start EXTRACTED ENTRIES
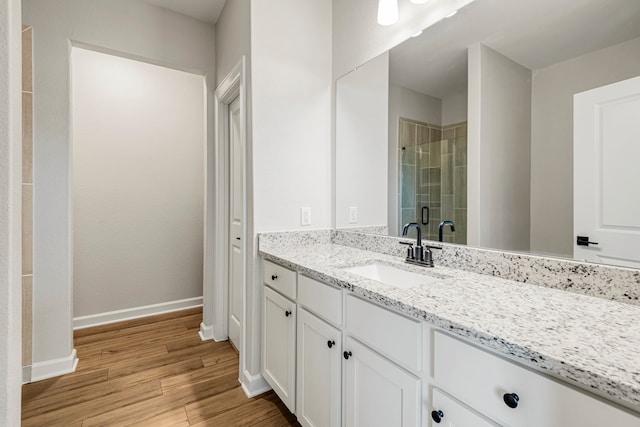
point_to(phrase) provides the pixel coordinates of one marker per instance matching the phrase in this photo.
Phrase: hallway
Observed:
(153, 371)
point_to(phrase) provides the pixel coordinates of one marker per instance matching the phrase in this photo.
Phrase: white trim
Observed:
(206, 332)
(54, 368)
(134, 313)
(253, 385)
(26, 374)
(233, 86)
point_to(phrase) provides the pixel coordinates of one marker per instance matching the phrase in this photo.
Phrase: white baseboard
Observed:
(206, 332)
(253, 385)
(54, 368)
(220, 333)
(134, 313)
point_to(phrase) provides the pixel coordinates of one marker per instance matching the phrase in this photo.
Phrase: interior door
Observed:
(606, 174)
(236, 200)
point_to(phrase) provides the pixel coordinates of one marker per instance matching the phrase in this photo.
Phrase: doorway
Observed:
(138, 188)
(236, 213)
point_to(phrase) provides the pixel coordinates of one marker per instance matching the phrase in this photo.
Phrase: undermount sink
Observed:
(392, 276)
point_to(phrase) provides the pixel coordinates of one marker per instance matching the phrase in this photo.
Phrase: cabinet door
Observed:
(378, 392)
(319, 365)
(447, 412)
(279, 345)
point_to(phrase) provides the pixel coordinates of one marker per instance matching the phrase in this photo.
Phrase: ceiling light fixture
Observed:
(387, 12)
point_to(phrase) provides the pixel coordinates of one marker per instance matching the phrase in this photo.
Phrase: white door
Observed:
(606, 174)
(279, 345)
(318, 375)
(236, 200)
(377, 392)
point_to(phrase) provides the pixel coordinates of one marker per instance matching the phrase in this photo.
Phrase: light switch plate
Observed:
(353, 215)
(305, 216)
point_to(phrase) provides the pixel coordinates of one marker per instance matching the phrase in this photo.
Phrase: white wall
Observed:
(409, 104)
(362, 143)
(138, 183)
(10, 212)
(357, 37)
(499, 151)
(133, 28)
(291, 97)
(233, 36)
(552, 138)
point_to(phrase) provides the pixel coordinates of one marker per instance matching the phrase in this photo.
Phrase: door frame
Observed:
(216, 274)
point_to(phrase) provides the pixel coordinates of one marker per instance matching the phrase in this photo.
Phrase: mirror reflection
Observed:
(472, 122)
end EXTRACTED ENTRIES
» TASK STATEMENT
Using the records above, retype everything exactly except the pictures.

» FULL RESPONSE
point_to(phrase) provides the pixel coordinates of one marker per instance matching the phrase in this photo.
Phrase: hallway
Observed:
(153, 371)
point_to(phrase) provides the pixel coordinates of one marker per instance matching the phrase in this photo.
Phrase: white trim
Observed:
(206, 332)
(54, 368)
(134, 313)
(253, 385)
(26, 374)
(233, 86)
point_to(phrase) provides the pixel coordinates of one marker per instance matching the phrase in this photo.
Phrase: white baseboard
Observed:
(206, 332)
(253, 385)
(54, 368)
(220, 333)
(134, 313)
point_to(phrase) provides the pixel coordinates of one marker per instance matching the phrase in this photo.
Phrase: interior door
Observed:
(606, 174)
(236, 200)
point_to(phrase) provides the pixel coordinates of one marker per instance matching the phrase in this photo.
Phrase: doorway
Observed:
(138, 188)
(236, 213)
point_to(phrase) provides the pixel coordinates of one marker per instance matching the phrase in this photo.
Phrase: undermount sink
Observed:
(392, 276)
point_to(phrase) provides the pixel coordinates of one marker per instance matching the phrase in this photo.
Phrase: cabinet door
Observed:
(378, 392)
(319, 365)
(447, 412)
(279, 345)
point_to(phrase) provides the pixel coordinates of one marker per instance matching the phrase in this photo.
Phrase: ceiling light fixture
Observed:
(387, 12)
point_to(phrase) provides the pixel coordinates of one marker per instance matching the phrase in this photo.
Phrase: white door
Observed:
(606, 174)
(279, 345)
(318, 375)
(236, 200)
(377, 392)
point_to(phrase) provides the pixel coordinates of one marker per instance matching the phrase in this photo.
Phrase: light switch plate
Observed:
(353, 215)
(305, 216)
point_to(phrase) provides the pixel coordinates of one marker per instance matching the phrase in this photo.
Phrase: white wall
Observed:
(409, 104)
(362, 143)
(138, 183)
(10, 212)
(357, 37)
(499, 151)
(133, 28)
(291, 97)
(233, 36)
(552, 138)
point_to(phrase) provides the pixel coordinates of one marker per instance matching the phrase in this photo.
Phrase: door frame
Observed:
(216, 274)
point_to(phrase) provides the pixel coordinates of one marker per instance matching the phrase in this photo.
Phrase: mirror reflection
Observed:
(472, 122)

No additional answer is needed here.